SVP of Product Mark Ledbetter followed up with a series of demos to show the new Tangoe Atlas platform. These demos were run by product managers Amy Ramsden, Cynthia Flynn, and Chris Molnar and demonstrated how Atlas would work from a user interface, asset and service template, and cloud perspective. Amalgam’s initial perspective was that this platform represented a significant upgrade over Tangoe’s CMP platform and was on par with similar efforts that Amalgam has seen from a front-end perspective.

Chris Molnar Presents Cloud Management

Product Management guru Michele Wheeler also came out to thank the initial customers who have been testing out Atlas in a production environment. Amalgam believes this is an important step forward for Tangoe in that it shows that Atlas is a workable environment and has a legitimate future as a platform going forward. The roadmap for Tangoe customers has been somewhat of a mystery in the past only because there was a wide variety of platforms to integrate and aggregate from the M&A activity that Tangoe had previously participated in. Chief of Operations, Tom Flynn completed the operational presentation by providing updates on Tangoe’s service delivery and upgrades. Flynn had previously acted as Tangoe’s Chief Administrative Officer and General Counsel, which makes this shift in responsibility interesting as Flynn now gets to focus on service delivery and process management rather than the governance, risk management, and compliance issues where Flynn previously was guiding Tangoe.

§ **DATA EXCERPTS**
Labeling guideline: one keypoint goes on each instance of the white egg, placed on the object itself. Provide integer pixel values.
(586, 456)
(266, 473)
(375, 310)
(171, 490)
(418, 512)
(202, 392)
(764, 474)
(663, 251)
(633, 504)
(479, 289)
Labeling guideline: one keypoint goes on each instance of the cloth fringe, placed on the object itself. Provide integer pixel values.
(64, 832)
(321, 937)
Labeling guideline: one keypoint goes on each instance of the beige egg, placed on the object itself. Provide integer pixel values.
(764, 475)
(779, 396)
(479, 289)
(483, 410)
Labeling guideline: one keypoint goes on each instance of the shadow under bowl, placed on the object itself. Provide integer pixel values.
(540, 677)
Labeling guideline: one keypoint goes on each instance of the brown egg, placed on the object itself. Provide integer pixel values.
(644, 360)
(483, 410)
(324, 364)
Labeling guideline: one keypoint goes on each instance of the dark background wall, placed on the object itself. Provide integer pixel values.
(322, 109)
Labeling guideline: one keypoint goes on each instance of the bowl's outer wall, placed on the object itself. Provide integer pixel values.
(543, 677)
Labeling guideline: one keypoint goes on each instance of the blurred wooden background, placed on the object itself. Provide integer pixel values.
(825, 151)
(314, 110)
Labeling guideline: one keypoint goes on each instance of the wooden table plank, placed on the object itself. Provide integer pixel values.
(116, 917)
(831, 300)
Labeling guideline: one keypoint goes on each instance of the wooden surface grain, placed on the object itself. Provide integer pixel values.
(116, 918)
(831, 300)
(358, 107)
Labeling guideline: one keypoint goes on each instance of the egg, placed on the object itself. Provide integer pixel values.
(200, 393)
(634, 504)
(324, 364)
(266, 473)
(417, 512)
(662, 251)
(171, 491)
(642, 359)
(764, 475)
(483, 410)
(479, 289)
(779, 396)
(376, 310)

§ **THINGS TO DO**
(A) Answer these questions using the Tangoe report:
(i) Which three product managers ran the Atlas demos?
(ii) Who came out to thank the first customers testing Atlas in a production environment?
(iii) Which two positions did Tom Flynn hold at Tangoe before becoming Chief of Operations?
(B) Write out the part of the Tangoe report starting with "SVP of Product" and going on through "a front-end perspective.".
The items have nothing to do with the Tangoe report.

§ **FINAL RESULTS**
(A)
(i) Amy Ramsden, Cynthia Flynn, and Chris Molnar
(ii) Michele Wheeler
(iii) Chief Administrative Officer and General Counsel

(B)
SVP of Product Mark Ledbetter followed up with a series of demos to show the new Tangoe Atlas platform. These demos were run by product managers Amy Ramsden, Cynthia Flynn, and Chris Molnar and demonstrated how Atlas would work from a user interface, asset and service template, and cloud perspective. Amalgam’s initial perspective was that this platform represented a significant upgrade over Tangoe’s CMP platform and was on par with similar efforts that Amalgam has seen from a front-end perspective.